**Given data**
________________
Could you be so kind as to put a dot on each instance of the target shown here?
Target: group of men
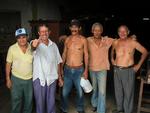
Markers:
(80, 56)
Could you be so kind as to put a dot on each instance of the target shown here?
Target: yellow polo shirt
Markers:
(21, 62)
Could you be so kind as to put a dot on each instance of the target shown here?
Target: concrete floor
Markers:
(5, 104)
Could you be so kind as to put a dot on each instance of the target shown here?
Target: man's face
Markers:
(74, 30)
(43, 33)
(97, 31)
(123, 32)
(22, 40)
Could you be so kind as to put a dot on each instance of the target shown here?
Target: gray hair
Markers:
(97, 24)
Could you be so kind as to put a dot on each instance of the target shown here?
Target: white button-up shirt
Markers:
(45, 63)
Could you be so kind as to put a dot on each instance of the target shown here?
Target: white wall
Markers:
(45, 10)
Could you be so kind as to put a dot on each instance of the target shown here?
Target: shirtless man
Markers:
(124, 68)
(98, 47)
(75, 53)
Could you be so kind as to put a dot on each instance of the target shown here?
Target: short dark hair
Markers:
(41, 25)
(75, 22)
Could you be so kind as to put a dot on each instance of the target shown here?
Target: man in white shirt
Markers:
(46, 70)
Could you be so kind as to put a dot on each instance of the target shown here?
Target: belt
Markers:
(122, 67)
(75, 67)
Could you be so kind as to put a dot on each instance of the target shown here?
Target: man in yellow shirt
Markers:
(19, 73)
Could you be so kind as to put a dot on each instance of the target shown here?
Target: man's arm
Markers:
(8, 70)
(64, 55)
(86, 59)
(144, 53)
(34, 43)
(113, 53)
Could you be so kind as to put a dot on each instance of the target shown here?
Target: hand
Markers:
(35, 43)
(85, 73)
(9, 83)
(136, 68)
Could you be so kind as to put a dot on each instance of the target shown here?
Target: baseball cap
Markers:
(75, 22)
(20, 32)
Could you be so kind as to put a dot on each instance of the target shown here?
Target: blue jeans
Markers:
(72, 77)
(98, 99)
(21, 95)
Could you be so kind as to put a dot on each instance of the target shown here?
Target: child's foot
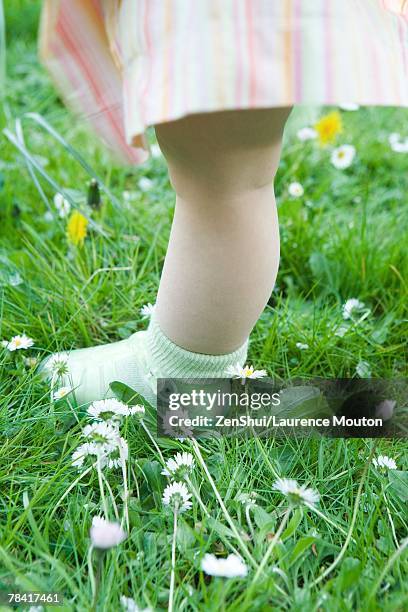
________________
**Set task**
Write out every line above again in full, offsetting each coordinate in the marker points by 107, and leave the pictures out.

**Answer to this exercise**
Could you be so kind as to put a dot on each instance of the target shown here?
Target: group of men
Markers:
(187, 163)
Could you be so kind as to put a dot on each instance of the target shown here?
Target: yellow polo shirt
Markers:
(128, 169)
Could you be so kind as to put a dot on each instance of the target shown here?
Target: concrete floor
Markers:
(112, 211)
Could you be so kind as to put a dot on each instance of the target shown here?
Target: man's face
Markers:
(181, 137)
(150, 140)
(204, 138)
(230, 139)
(129, 147)
Could you be so kind as to put a dot on each instance of the target shown here?
Target: gray hair
Markers:
(204, 131)
Could you be so kind as to put a dot on each instance of the target shown here?
Target: white button-up shirt
Markers:
(152, 170)
Could you be so kind as to put a dot on each instance of the target shown here?
Target: white wall
Markers:
(152, 117)
Could you be so kind as to put a dot on each instance of the target shown here?
Target: shirtless man
Markers:
(231, 175)
(205, 154)
(182, 160)
Could you be so kind as to put a dot on each instance of the target shown here?
Target: short dark hair
Markers:
(148, 132)
(182, 129)
Could you be so kind as to put a dot on each instance of the target shown here?
Target: man in white shirt
Markers:
(153, 177)
Could you be so kind as to put a dot on each instance of the target shown here?
Target: belt
Markers:
(229, 174)
(182, 174)
Could you be so kind as to put a dot on each instance of the target shown here?
Target: man in yellow shirt
Markers:
(126, 180)
Could you be so kind as to put a dot on each instance of the target shown here?
Target: man's arm
Markers:
(115, 177)
(171, 162)
(193, 166)
(251, 160)
(141, 150)
(220, 160)
Could you be so kind as to put a dot on each instance of the target shown here?
Target: hand
Markers:
(142, 150)
(192, 180)
(116, 190)
(243, 175)
Could you be so kind as to put a dot on each instance of the target shown here?
Target: baseball cap
Markers:
(182, 129)
(127, 139)
Could you be so kind as to put a dot on each instance of the target shown here?
Target: blue jeans
Markers:
(179, 184)
(205, 206)
(128, 202)
Could you be so kind as to put a dot on each instance of the target shown here?
Target: child's foot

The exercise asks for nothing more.